--- Page excerpt Enclosed Below ---
The Scales Of Justice

We are all familiar with “Lady Justice”–the statue of a blindfolded woman holding scales, intended to represent the dispassionate weighing of evidence leading to a just result.

The justice system has developed a number of rules governing how the “weighing and measuring” symbolized by those scales occurs. Rules against the consideration of hearsay, for example, are intended to exclude evidence that is essentially gossip–matters for which the person testifying cannot personally vouch.

Most people understand why courts disallow hearsay, or allow cross-examination. The reasons for other rules are less intuitive. As Paul Ogden has recently noted on his own blog, statutes of limitations fall into that latter category.

Ogden shares his concerns about a recent case brought by a woman against singer/songwriter Bob Dylan, alleging that he molested her when she was twelve years old– in 1965. 

Let’s think about this.

The “Me Too” movement ushered in a long-deferred accounting of the exploitation of women by men who were often in positions of power and/or privilege. “Me Too” has done a lot of good–but like so many overdue movements, it has had its share of excesses. The state of New York, in a recent effort to protect abused children (male or female), passed the New York Child Victims Act. Among other things, it temporarily expanded by decades the statute of limitations for child victims to bring civil lawsuits.  It also protected the identity of those bringing such lawsuits from disclosure–presumably, even the identity of plaintiffs who are now adults.

On the surface, it might seem that allowing individuals much more time to bring a lawsuit would advance justice. But as Paul points out, there are sound reasons for statutes limiting the time periods within which suits can be filed. As he notes, in 1965 “Lyndon Johnson was President, man had not yet stepped on the moon (1969), and seat belts were not yet required in cars (1968).
--- End of Enclosed Page excerpt ---
--- Material supplied Enclosed Below ---
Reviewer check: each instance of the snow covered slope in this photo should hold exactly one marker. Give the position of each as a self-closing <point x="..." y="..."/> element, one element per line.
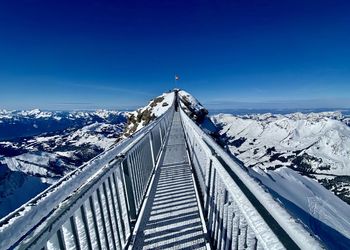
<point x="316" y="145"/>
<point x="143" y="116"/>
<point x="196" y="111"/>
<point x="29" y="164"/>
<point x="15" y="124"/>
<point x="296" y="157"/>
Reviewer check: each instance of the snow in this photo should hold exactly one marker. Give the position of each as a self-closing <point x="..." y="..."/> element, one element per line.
--- End of Enclosed Material supplied ---
--- Material supplied Enclosed Below ---
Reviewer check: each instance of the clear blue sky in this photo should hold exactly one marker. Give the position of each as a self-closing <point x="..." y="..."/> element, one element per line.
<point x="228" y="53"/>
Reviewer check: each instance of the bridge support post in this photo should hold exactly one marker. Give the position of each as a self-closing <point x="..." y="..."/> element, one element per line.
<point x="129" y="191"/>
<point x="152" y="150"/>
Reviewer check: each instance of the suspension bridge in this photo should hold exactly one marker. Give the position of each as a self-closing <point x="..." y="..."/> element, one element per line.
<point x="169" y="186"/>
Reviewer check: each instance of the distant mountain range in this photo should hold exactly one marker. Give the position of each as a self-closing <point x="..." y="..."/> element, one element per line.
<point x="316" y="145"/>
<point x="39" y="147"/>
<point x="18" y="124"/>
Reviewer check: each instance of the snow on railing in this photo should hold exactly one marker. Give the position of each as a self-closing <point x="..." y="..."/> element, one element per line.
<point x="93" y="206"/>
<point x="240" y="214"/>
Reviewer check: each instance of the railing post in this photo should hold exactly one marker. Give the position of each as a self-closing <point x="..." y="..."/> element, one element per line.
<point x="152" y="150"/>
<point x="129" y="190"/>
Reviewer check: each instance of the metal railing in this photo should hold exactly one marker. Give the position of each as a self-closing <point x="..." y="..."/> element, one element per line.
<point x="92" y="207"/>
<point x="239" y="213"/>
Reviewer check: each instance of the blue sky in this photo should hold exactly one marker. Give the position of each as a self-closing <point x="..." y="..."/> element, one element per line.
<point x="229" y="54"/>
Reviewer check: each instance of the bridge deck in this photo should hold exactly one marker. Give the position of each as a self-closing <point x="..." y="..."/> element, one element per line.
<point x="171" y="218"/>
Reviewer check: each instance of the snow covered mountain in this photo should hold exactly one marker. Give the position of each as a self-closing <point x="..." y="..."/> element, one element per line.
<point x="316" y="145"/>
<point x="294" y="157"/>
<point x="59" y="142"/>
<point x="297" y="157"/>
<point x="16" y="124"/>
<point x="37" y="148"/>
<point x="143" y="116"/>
--- End of Enclosed Material supplied ---
--- Material supplied Enclosed Below ---
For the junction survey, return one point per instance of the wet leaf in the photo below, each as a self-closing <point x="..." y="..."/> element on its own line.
--- End of Enclosed Material supplied ---
■ Work order 1
In the passage on the scales of justice, repeat the portion from "Let’s think about" up to and including "are now adults.", substituting "#MeToo" for "Me Too".
■ Work order 2
According to the passage on the scales of justice, why does the justice system have rules against considering hearsay?

■ Task answer 1
Let’s think about this.

The “#MeToo” movement ushered in a long-deferred accounting of the exploitation of women by men who were often in positions of power and/or privilege. “#MeToo” has done a lot of good–but like so many overdue movements, it has had its share of excesses. The state of New York, in a recent effort to protect abused children (male or female), passed the New York Child Victims Act. Among other things, it temporarily expanded by decades the statute of limitations for child victims to bring civil lawsuits.  It also protected the identity of those bringing such lawsuits from disclosure–presumably, even the identity of plaintiffs who are now adults.

■ Task answer 2
The rules are meant to exclude evidence that is essentially gossip. Such evidence concerns matters that the person testifying cannot personally vouch for.